:: Aim of the exercise ::
Copy the rows below verbatim, starting with the line that contains "Please annotate every eye you" and going on through the line that contains "[39,166,293,353]", both included.

:: Data to process ::
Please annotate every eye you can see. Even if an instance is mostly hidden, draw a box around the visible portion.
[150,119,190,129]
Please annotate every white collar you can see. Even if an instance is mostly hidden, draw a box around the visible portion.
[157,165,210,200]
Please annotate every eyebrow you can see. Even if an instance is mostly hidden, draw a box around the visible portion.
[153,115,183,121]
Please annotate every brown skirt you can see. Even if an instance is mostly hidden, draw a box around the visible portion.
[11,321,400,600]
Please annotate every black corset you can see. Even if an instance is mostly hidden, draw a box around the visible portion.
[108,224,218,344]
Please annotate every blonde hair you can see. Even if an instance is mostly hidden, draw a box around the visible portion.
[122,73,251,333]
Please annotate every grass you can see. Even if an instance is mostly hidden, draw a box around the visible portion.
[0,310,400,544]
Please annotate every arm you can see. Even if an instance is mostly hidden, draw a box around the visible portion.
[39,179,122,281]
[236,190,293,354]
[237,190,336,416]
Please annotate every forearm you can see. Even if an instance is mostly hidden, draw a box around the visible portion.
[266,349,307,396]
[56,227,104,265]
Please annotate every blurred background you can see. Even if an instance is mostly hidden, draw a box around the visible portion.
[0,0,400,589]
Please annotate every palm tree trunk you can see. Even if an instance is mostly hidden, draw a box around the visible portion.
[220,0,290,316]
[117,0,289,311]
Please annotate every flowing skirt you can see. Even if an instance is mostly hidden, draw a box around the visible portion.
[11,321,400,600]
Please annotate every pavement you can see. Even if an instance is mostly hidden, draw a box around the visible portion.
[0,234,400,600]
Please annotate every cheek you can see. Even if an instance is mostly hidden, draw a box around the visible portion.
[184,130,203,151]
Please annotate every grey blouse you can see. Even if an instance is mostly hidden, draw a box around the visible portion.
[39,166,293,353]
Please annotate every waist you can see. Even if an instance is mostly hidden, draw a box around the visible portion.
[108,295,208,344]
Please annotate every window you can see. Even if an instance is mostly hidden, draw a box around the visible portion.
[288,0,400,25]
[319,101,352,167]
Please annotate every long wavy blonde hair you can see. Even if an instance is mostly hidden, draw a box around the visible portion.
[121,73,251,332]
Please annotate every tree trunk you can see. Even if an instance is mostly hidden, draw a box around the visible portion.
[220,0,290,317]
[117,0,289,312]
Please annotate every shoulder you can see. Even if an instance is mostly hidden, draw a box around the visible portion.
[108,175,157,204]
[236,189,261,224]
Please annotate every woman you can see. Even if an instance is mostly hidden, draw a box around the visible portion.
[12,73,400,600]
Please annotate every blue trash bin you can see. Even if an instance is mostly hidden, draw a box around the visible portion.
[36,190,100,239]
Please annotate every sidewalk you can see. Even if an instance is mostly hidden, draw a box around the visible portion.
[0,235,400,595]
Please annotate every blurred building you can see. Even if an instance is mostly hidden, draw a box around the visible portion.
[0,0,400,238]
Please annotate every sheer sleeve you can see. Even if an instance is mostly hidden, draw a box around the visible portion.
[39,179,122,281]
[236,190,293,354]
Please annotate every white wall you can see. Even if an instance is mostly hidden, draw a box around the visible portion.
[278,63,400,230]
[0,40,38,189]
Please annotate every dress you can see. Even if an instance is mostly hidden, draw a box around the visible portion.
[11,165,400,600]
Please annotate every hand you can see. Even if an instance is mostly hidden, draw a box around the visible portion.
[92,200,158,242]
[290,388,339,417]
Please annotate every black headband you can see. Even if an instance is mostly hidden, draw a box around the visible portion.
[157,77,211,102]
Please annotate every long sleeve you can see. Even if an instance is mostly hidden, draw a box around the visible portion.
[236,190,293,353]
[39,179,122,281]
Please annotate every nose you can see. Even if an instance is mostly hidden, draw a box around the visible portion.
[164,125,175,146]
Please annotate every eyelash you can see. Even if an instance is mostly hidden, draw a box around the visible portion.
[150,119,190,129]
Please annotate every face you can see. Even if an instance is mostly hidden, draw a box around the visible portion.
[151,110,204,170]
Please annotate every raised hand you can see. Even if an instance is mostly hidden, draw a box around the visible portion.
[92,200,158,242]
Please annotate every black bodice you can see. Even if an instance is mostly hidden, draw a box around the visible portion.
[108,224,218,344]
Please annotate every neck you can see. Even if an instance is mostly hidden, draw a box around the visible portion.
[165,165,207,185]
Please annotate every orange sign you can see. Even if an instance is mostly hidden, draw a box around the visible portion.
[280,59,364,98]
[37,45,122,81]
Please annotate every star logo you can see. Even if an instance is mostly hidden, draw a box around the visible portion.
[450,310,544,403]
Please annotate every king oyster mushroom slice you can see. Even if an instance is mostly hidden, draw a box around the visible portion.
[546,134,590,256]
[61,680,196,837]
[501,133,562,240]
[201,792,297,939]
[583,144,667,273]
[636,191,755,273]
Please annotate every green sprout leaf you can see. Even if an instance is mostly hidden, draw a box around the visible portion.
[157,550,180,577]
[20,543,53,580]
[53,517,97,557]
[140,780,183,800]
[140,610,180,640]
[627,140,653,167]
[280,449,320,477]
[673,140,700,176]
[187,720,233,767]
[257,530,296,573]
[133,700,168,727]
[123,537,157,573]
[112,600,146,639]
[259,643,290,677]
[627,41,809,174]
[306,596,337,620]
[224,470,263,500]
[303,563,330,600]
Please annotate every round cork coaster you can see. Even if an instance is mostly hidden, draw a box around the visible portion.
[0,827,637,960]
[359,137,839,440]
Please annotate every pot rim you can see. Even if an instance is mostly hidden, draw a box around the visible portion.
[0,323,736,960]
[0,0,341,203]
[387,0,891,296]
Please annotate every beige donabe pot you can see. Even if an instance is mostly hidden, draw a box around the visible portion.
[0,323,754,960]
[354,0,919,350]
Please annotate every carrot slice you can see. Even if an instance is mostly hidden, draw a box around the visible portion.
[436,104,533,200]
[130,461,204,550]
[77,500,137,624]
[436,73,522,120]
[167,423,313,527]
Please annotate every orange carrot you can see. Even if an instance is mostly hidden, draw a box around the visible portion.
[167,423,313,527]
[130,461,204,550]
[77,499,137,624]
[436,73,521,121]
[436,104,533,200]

...

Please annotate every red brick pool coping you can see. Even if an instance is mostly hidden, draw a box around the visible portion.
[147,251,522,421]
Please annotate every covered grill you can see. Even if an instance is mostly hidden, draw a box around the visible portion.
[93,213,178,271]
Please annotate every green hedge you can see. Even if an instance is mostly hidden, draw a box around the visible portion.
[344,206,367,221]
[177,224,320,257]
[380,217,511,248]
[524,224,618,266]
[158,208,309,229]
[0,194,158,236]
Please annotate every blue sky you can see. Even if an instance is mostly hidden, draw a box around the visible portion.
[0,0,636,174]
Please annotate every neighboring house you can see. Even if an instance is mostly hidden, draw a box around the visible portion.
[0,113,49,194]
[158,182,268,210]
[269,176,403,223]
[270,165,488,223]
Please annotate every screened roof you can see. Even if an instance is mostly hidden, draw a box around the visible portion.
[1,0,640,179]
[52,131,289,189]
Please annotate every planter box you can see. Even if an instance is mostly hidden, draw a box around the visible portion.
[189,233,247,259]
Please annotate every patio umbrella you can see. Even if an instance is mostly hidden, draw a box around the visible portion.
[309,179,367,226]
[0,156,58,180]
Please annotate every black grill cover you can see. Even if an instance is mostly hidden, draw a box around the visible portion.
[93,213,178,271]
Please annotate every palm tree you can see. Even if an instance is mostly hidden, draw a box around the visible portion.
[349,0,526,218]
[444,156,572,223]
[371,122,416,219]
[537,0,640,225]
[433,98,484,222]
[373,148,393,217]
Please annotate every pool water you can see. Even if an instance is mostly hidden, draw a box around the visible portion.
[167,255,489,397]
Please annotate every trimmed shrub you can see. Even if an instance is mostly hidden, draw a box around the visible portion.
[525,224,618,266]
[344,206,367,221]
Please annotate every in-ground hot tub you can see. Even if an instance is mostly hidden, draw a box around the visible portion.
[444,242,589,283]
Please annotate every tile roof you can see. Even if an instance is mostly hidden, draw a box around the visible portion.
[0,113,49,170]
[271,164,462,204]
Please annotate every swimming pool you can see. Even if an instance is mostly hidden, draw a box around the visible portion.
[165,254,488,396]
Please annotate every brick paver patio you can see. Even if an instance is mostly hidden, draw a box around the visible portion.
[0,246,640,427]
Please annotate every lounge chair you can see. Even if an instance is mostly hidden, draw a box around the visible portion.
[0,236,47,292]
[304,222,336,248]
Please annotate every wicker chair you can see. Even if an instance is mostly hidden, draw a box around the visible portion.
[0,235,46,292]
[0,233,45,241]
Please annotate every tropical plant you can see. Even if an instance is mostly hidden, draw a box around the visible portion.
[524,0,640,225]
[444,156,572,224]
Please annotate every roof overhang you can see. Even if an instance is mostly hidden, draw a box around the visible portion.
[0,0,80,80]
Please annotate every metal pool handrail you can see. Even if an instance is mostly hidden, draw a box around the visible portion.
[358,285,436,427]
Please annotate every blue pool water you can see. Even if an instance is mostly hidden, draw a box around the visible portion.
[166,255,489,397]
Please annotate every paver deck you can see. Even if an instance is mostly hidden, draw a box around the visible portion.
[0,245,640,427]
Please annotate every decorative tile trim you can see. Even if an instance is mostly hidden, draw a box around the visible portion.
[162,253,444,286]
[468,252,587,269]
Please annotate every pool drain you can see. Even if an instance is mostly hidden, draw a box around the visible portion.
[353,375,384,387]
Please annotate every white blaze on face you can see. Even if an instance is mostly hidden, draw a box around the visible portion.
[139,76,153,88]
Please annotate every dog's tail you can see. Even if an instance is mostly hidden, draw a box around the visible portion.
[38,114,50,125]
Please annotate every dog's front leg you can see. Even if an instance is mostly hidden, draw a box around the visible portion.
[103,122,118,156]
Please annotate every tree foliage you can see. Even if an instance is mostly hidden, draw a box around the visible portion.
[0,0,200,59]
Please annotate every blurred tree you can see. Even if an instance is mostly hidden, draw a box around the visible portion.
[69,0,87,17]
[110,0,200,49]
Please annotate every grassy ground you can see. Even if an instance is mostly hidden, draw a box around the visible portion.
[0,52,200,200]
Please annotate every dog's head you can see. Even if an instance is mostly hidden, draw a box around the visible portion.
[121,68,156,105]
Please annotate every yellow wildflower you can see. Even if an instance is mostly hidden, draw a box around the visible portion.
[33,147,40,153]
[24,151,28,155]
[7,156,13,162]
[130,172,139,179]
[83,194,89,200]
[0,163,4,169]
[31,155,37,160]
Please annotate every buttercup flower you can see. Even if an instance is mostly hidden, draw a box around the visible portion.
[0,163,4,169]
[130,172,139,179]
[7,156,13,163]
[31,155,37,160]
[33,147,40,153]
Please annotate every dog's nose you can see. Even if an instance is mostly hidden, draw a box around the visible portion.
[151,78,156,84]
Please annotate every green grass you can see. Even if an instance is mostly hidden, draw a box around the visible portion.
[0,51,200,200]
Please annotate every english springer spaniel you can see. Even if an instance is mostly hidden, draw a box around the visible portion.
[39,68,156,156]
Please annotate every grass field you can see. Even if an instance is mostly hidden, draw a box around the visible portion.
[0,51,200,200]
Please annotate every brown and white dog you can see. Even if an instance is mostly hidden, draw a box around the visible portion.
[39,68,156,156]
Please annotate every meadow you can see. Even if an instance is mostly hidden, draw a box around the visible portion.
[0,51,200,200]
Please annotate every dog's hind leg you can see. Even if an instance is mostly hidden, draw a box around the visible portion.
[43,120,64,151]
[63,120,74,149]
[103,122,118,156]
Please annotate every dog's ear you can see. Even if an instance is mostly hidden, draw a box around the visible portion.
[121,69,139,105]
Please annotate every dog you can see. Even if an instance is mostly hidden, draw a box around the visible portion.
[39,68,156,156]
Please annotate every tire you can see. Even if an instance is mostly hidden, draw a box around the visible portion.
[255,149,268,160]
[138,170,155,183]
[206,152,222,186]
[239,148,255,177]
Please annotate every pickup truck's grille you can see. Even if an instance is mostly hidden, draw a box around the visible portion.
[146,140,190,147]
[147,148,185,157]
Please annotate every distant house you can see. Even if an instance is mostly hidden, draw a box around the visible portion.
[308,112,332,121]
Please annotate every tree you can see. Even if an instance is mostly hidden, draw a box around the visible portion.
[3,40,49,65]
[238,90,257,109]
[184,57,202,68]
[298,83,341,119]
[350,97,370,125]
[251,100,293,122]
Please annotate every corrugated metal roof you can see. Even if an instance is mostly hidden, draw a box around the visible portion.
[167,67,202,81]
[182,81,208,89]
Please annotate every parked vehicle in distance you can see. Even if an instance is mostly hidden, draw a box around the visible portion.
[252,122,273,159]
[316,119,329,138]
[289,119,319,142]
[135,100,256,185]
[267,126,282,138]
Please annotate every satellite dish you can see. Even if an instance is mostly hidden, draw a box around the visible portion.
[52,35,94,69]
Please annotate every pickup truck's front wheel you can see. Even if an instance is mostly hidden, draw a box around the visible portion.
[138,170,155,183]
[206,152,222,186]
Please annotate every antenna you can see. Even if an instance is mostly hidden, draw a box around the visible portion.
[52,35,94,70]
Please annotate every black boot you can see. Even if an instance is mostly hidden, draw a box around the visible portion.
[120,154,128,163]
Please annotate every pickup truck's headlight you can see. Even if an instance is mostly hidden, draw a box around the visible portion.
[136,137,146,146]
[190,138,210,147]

...

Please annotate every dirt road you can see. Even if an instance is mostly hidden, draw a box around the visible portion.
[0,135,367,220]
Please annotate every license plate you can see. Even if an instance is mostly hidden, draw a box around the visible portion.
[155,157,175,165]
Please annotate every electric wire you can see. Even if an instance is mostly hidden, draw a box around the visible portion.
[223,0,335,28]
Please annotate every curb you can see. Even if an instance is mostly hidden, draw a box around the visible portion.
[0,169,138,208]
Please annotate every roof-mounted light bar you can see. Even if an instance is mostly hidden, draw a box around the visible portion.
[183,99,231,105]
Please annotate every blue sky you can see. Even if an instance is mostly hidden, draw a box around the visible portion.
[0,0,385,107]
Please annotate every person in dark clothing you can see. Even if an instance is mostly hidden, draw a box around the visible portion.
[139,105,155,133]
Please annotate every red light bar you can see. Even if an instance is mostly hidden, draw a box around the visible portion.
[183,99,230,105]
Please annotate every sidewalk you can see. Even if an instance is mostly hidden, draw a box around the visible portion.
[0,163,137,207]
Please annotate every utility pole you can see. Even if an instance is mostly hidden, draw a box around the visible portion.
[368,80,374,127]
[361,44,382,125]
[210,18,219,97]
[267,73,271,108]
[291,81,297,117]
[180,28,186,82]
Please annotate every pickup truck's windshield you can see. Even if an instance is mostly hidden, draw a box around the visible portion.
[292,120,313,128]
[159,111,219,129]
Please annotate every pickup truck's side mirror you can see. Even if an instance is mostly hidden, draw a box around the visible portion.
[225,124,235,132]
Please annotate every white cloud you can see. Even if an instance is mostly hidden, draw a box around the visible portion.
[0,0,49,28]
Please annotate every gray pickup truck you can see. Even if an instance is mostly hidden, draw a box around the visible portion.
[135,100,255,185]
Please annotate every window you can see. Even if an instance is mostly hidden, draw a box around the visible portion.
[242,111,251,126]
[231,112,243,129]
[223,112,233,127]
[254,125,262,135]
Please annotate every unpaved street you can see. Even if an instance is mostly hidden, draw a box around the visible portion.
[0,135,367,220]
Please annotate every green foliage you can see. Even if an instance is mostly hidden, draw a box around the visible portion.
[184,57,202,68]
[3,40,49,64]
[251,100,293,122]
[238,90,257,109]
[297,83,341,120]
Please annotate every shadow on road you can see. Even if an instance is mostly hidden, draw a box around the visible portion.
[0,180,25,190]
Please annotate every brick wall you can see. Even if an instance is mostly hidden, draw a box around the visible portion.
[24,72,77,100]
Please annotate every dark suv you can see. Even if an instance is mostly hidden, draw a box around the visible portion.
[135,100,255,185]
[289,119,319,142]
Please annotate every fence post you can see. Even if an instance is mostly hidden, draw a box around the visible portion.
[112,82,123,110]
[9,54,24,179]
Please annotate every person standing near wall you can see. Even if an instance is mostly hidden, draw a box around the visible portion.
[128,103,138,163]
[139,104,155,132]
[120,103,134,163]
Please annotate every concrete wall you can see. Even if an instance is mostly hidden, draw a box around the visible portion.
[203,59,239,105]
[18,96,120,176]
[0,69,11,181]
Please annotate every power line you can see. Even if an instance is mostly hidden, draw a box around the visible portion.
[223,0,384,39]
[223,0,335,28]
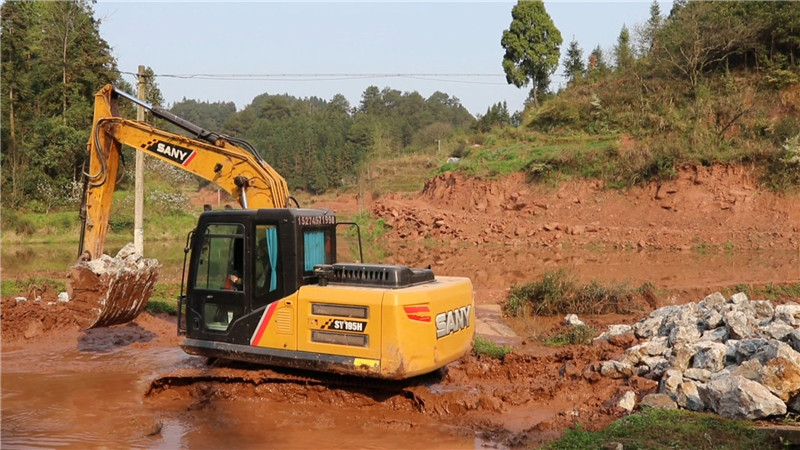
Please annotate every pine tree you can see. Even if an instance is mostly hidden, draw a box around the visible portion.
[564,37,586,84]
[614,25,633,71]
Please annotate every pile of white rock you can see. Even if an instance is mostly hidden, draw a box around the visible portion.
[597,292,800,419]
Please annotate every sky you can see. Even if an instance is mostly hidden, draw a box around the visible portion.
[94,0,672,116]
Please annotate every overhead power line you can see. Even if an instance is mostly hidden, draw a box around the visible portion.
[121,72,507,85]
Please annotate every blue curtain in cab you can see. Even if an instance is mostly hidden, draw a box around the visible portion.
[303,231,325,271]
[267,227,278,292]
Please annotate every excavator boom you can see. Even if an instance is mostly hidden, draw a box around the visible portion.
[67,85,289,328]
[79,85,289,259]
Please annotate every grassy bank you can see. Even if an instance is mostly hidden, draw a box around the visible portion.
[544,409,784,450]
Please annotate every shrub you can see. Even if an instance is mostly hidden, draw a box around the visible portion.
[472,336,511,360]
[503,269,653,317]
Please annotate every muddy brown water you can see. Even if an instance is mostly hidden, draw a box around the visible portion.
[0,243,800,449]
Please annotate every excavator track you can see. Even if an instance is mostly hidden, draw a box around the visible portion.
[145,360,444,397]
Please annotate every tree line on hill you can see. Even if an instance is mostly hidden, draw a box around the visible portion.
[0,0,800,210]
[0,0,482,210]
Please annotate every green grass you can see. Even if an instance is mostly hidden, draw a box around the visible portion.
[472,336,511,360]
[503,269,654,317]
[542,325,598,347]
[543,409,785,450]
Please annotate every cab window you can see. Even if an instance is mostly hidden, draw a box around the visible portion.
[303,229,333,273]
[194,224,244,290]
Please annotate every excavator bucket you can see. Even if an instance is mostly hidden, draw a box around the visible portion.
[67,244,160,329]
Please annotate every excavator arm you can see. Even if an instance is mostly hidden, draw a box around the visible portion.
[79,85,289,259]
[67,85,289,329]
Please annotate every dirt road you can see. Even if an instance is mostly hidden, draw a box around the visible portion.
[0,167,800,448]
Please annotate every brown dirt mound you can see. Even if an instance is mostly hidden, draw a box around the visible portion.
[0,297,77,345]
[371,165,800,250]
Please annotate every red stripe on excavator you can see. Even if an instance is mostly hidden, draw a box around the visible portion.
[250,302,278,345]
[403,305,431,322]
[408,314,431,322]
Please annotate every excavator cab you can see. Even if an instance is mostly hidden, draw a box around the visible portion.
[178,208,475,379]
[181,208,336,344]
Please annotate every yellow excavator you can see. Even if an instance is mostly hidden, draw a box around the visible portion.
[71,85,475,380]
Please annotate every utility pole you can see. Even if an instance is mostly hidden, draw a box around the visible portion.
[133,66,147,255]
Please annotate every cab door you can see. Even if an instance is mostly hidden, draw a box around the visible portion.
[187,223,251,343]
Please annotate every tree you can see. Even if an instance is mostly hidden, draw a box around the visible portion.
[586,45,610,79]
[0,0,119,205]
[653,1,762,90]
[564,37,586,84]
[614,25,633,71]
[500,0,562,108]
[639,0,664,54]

:: Response to the exercise ::
Please annotate every eye you can see. Even if an instance is mostly hidden, draw a box around the visible portion.
[150,119,190,129]
Please annotate every white collar you can see. Even if an instance is mostly hidden, draw a box around the visible portion.
[157,165,210,200]
Please annotate every eyebrow you can see. Even if an instance is mostly hidden, draw a box around the visible portion.
[153,115,183,121]
Please annotate every brown skirt you can see. Even if an instance is mostly hidden, draw a box around the visible portion.
[11,321,400,600]
Please annotate every black corset you can see. Even if an instance is mostly hidden, draw a box around the visible portion.
[108,224,218,344]
Please annotate every blonde hair you can see. Even if an instance is mostly hidden, draw a box around the visible portion.
[122,73,251,333]
Please annotate every grass you can see. Even if an instance is mostly hidden, draw a box around the visible portion.
[0,310,400,544]
Please annotate every arm you can see. Even if an instance is mostly hidden, draw a box around the visible portion.
[39,179,122,281]
[236,190,293,354]
[237,190,336,416]
Please annotate every forearm you can see. Even if an instance is mostly hidden, draw a box around the visible portion.
[266,349,307,396]
[56,227,104,265]
Please annotate every blurred background you can see. Even if an instance is mostly hidden, draw a box around the visible portion.
[0,0,400,589]
Please annotate every palm tree trunk you can see. Even if an instance is mostly hidden, draw a box around the visible portion.
[220,0,290,316]
[117,0,289,311]
Please annotate every flowing skirt you can see. Even if an instance is mostly hidden, draw a box around the visible portion.
[11,321,400,600]
Please annotate every pavement you can see. Even if an instance is mostly hidden, draw a box around the visible portion.
[0,234,400,600]
Please annotate every cheek you can see. Even if an instance is mostly hidden, draw a box around the visible portion.
[184,130,203,151]
Please annotate every grey blouse you can see. Even if an instance is mostly hidden, draw a box around the visible portion.
[39,166,293,353]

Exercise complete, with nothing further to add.